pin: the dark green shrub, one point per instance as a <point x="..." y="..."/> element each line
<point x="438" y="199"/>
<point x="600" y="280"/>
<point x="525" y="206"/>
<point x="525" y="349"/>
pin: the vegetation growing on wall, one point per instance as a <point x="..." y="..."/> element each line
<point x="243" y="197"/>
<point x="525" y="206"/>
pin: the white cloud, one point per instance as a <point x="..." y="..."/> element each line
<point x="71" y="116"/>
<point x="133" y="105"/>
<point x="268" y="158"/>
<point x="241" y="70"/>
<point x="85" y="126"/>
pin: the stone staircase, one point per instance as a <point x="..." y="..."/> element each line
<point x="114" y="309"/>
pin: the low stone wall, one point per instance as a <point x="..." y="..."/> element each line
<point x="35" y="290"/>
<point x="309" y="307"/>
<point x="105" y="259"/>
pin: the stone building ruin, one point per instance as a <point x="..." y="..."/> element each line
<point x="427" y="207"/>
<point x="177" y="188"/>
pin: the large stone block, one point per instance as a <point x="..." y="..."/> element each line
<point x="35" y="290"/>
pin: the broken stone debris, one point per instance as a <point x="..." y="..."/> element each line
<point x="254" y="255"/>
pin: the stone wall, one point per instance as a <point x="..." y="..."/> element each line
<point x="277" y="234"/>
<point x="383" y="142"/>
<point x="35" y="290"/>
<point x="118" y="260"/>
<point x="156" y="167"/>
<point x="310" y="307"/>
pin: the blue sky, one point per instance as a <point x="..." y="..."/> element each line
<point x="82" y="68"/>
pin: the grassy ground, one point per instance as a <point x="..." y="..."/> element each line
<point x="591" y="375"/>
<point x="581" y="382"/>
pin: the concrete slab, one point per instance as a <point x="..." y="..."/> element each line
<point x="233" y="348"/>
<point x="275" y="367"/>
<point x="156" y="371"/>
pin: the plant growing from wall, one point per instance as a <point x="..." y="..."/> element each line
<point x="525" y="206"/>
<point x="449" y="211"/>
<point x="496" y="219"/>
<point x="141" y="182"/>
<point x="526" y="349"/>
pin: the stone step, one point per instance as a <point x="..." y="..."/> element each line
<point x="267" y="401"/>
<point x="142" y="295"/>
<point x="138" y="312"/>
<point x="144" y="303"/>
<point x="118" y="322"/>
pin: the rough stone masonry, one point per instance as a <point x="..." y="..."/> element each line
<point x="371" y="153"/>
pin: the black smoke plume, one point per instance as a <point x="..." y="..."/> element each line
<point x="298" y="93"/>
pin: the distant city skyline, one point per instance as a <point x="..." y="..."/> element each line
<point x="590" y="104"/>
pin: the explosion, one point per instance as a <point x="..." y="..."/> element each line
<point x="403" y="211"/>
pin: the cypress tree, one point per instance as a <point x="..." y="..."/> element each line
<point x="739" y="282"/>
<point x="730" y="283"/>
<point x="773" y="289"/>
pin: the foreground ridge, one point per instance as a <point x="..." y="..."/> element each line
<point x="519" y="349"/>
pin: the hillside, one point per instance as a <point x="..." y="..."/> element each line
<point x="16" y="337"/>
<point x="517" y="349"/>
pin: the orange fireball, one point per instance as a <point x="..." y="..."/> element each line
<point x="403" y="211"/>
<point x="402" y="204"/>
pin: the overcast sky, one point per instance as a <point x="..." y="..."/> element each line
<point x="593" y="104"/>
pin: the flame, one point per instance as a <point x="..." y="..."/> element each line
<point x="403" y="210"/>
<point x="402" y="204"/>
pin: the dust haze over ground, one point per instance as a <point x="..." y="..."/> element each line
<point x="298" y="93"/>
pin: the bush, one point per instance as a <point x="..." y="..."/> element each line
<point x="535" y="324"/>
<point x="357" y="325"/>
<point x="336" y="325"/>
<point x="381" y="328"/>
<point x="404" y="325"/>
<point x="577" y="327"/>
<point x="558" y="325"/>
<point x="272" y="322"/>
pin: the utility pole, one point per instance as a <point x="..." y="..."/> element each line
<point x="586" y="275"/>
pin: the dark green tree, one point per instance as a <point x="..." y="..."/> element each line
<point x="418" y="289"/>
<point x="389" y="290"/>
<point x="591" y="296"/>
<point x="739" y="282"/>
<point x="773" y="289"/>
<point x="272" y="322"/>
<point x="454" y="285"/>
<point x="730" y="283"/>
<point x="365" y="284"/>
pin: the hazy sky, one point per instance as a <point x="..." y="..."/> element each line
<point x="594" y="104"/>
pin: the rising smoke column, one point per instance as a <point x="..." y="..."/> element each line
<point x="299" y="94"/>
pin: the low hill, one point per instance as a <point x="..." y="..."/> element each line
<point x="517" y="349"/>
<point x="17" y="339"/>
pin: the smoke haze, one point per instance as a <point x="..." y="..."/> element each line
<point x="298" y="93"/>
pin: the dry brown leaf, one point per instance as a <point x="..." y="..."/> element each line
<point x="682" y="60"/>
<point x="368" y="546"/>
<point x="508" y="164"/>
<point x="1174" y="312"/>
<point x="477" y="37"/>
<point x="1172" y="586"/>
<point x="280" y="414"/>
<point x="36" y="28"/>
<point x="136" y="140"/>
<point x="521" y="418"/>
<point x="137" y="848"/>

####

■ YOUR TASK
Repeat the records above exactly.

■ ANSWER IN FULL
pin: the dark green shrub, one point per instance as a <point x="..." y="..."/> element each line
<point x="438" y="199"/>
<point x="600" y="280"/>
<point x="525" y="206"/>
<point x="525" y="349"/>
pin: the vegetation growing on wall, one point per instance as a <point x="..." y="..."/> element each line
<point x="243" y="197"/>
<point x="525" y="206"/>
pin: the white cloud, one point per instance as a <point x="..." y="..."/> element each line
<point x="71" y="116"/>
<point x="133" y="105"/>
<point x="268" y="158"/>
<point x="241" y="70"/>
<point x="85" y="126"/>
pin: the stone staircase, one point per instance as a <point x="..." y="..."/> element each line
<point x="114" y="309"/>
pin: the low stone wall, one point per instance as a <point x="..." y="..."/> element each line
<point x="35" y="290"/>
<point x="309" y="307"/>
<point x="105" y="259"/>
pin: the stone building ruin, one point per instance as a <point x="..." y="..."/> element each line
<point x="427" y="207"/>
<point x="177" y="188"/>
pin: the large stone block, one point per instance as a <point x="..." y="..."/> element each line
<point x="35" y="290"/>
pin: the broken stone debris, one point per instance as a <point x="..." y="..."/> element each line
<point x="254" y="255"/>
pin: the stone wall, one point per instance as a <point x="..." y="..."/> element each line
<point x="277" y="234"/>
<point x="383" y="142"/>
<point x="35" y="290"/>
<point x="118" y="260"/>
<point x="156" y="167"/>
<point x="310" y="307"/>
pin: the blue sky, one point per instance as a <point x="..." y="..."/> element each line
<point x="82" y="68"/>
pin: the grassy ground, one point per instance as a <point x="..." y="..."/> element each line
<point x="591" y="375"/>
<point x="581" y="382"/>
pin: the concrete slab, one point per instance as a <point x="..." y="..."/> element each line
<point x="233" y="348"/>
<point x="275" y="367"/>
<point x="156" y="371"/>
pin: the plant growing from wall, one point per instance as a <point x="..." y="..."/> element each line
<point x="525" y="206"/>
<point x="449" y="211"/>
<point x="496" y="219"/>
<point x="141" y="182"/>
<point x="526" y="349"/>
pin: the stone step, one point per instance as a <point x="..." y="..."/> element each line
<point x="267" y="401"/>
<point x="142" y="295"/>
<point x="138" y="312"/>
<point x="144" y="303"/>
<point x="118" y="322"/>
pin: the rough stone masonry, one point per instance as a <point x="..." y="..."/> element each line
<point x="371" y="153"/>
pin: the black smoke plume, one point per instance as a <point x="..." y="..."/> element each line
<point x="298" y="93"/>
pin: the distant city skyline, one point per instance as a <point x="..." y="..."/> element each line
<point x="590" y="104"/>
pin: the explosion, one point per instance as a <point x="..." y="..."/> element each line
<point x="403" y="211"/>
pin: the cypress tree, one point per instance as a <point x="..." y="..."/> element each line
<point x="739" y="282"/>
<point x="730" y="283"/>
<point x="773" y="289"/>
pin: the foreground ridge, one point per instance as a <point x="..." y="..."/> element each line
<point x="519" y="349"/>
pin: the hillside, one point per instance as a <point x="..." y="..."/> element each line
<point x="16" y="337"/>
<point x="517" y="349"/>
pin: the orange fireball, one point per instance as a <point x="..." y="..."/> element each line
<point x="403" y="211"/>
<point x="402" y="204"/>
pin: the overcast sky, one point per instance as a <point x="..." y="..."/> element each line
<point x="593" y="104"/>
pin: the flame, one point per instance as a <point x="..." y="..."/> element each line
<point x="403" y="210"/>
<point x="402" y="204"/>
pin: the dust haze over ground, one point per instance as a <point x="..." y="..."/> element each line
<point x="298" y="93"/>
pin: the bush, one point per instance as a <point x="..." y="..."/> element each line
<point x="535" y="324"/>
<point x="357" y="325"/>
<point x="336" y="325"/>
<point x="381" y="328"/>
<point x="404" y="325"/>
<point x="577" y="327"/>
<point x="558" y="325"/>
<point x="272" y="322"/>
pin: the utility pole, one point per instance as a <point x="..." y="..."/> element each line
<point x="586" y="275"/>
pin: the dark green tree, one point per instance as a <point x="..." y="..."/> element each line
<point x="418" y="289"/>
<point x="389" y="290"/>
<point x="591" y="296"/>
<point x="739" y="282"/>
<point x="773" y="289"/>
<point x="272" y="322"/>
<point x="454" y="285"/>
<point x="730" y="283"/>
<point x="365" y="284"/>
pin: the hazy sky, one point per instance as a <point x="..." y="..."/> element each line
<point x="594" y="104"/>
pin: the rising smoke column, one point per instance as a <point x="..." y="..."/> element each line
<point x="299" y="94"/>
pin: the low hill, one point per instance as a <point x="..." y="..."/> element each line
<point x="517" y="349"/>
<point x="17" y="339"/>
pin: the smoke haze, one point per instance as a <point x="..." y="..."/> element each line
<point x="298" y="93"/>
pin: the dry brown leaf, one point per instance as a <point x="..." y="..."/> element each line
<point x="682" y="60"/>
<point x="368" y="546"/>
<point x="508" y="164"/>
<point x="1174" y="312"/>
<point x="477" y="37"/>
<point x="1172" y="586"/>
<point x="280" y="414"/>
<point x="36" y="28"/>
<point x="136" y="140"/>
<point x="521" y="418"/>
<point x="137" y="848"/>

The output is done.